Set task 1 - Rewrite the listing from the line containing "TARGET: tree line" down to the line containing "[(148, 67), (38, 70), (115, 88)]", replacing "marker" with "dot" and leaving everything else unchanged.
★ ★ ★
Robot Data Pipeline

How sensor data flows from hardware to analysis, with practical examples.

System Architecture

┌─────────────────────────────────────────────────────────────────┐
│                        ROBOT (Pico)                             │
│  ┌─────────┐    ┌──────────┐    ┌──────────┐    ┌────────────┐  │
│  │ BMI160  │───→│ Raw Data │───→│ Streamer │───→│ UDP Packet │  │
│  │ Sensor  │    │  ax,ay,  │    │ Bundle   │    │ to WiFi    │  │
│  │ 800 Hz  │    │  az,gx,  │    │ samples  │    │            │  │
│  │         │    │  gy,gz   │    │          │    │            │  │
│  └─────────┘    └──────────┘    └──────────┘    └────────────┘  │
└───────────────────────────────────────────────│────────────────┘
                                                │
                                    UDP (port 5005)
                                                │
                                                ↓
┌─────────────────────────────────────────────────────────────────┐
│                        HOST (PC)                                │
│  ┌────────────┐    ┌──────────┐    ┌──────────┐    ┌─────────┐  │
│  │ UDP Socket │───→│ Parse    │───→│ Buffers  │───→│ Charts  │  │
│  │ Receive    │    │ Packets  │    │ (deque)  │    │ (live)  │  │
│  └────────────┘    └──────────┘    └────┬─────┘    └─────────┘  │
│                                         │                       │
│                                         ↓                       │
│                                    ┌──────────┐    ┌─────────┐  │
│                                    │ Record   │───→│ CSV     │  │
│                                    │ Buffer   │    │ Export  │  │
│                                    └────┬─────┘    └─────────┘  │
│                                         │                       │
│                                         ↓                       │
│                                    ┌──────────────────────────┐ │
│                                    │ ANALYZERS                │ │
│                                    │ ├── BumpDetector         │ │
│                                    │ ├── VibrationAnalyzer    │ │
│                                    │ ├── FFTAnalyzer          │ │
│                                    │ └── MotionClassifier     │ │
│                                    └──────────────────────────┘ │
└─────────────────────────────────────────────────────────────────┘

Step 1: Sensor Reading (Robot)
★ ★ ★
Set task 2 - Reproduce the part of the robot data pipeline page that runs from "System Architecture" down to "UDP (port 5005)", character for character.

Entries from a pointing dataset:
★ ★ ★
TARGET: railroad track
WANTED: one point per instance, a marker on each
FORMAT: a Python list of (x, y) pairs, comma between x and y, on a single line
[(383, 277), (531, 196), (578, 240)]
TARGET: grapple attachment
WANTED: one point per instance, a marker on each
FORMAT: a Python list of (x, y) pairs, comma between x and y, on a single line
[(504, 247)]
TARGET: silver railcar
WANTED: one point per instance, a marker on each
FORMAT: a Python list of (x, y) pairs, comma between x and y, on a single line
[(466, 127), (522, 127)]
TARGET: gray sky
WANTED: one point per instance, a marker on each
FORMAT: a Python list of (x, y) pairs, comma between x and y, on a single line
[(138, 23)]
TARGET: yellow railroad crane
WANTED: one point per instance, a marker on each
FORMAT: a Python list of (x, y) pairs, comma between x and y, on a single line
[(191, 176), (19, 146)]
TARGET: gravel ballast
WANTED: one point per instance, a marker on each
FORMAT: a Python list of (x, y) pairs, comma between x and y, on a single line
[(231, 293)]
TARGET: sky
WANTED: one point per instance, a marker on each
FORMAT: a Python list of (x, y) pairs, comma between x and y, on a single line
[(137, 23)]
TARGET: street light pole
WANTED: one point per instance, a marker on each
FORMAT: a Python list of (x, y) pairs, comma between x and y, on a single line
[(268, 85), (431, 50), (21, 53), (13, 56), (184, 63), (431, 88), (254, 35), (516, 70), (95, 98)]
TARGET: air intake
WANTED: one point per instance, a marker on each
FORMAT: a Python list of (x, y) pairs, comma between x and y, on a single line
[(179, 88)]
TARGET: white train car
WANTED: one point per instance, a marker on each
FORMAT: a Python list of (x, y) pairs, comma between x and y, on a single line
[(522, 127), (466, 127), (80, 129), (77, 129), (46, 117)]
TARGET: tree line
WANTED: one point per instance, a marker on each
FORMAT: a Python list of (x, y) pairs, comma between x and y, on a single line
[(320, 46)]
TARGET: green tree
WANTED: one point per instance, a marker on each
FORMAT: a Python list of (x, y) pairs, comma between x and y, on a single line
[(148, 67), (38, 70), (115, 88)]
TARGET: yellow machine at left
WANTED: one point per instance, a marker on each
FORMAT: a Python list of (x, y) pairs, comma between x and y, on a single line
★ ★ ★
Correct result 1 -
TARGET: tree line
WANTED: one point per instance, a dot on each
FORMAT: a Python list of (x, y) pairs, comma between x and y, on a single line
[(320, 46)]
TARGET: green tree
WANTED: one point per instance, a dot on each
FORMAT: a Python list of (x, y) pairs, comma between x and y, on a single line
[(148, 67), (38, 70), (115, 88)]

Correct result 2 -
System Architecture

┌─────────────────────────────────────────────────────────────────┐
│                        ROBOT (Pico)                             │
│  ┌─────────┐    ┌──────────┐    ┌──────────┐    ┌────────────┐  │
│  │ BMI160  │───→│ Raw Data │───→│ Streamer │───→│ UDP Packet │  │
│  │ Sensor  │    │  ax,ay,  │    │ Bundle   │    │ to WiFi    │  │
│  │ 800 Hz  │    │  az,gx,  │    │ samples  │    │            │  │
│  │         │    │  gy,gz   │    │          │    │            │  │
│  └─────────┘    └──────────┘    └──────────┘    └────────────┘  │
└───────────────────────────────────────────────│────────────────┘
                                                │
                                    UDP (port 5005)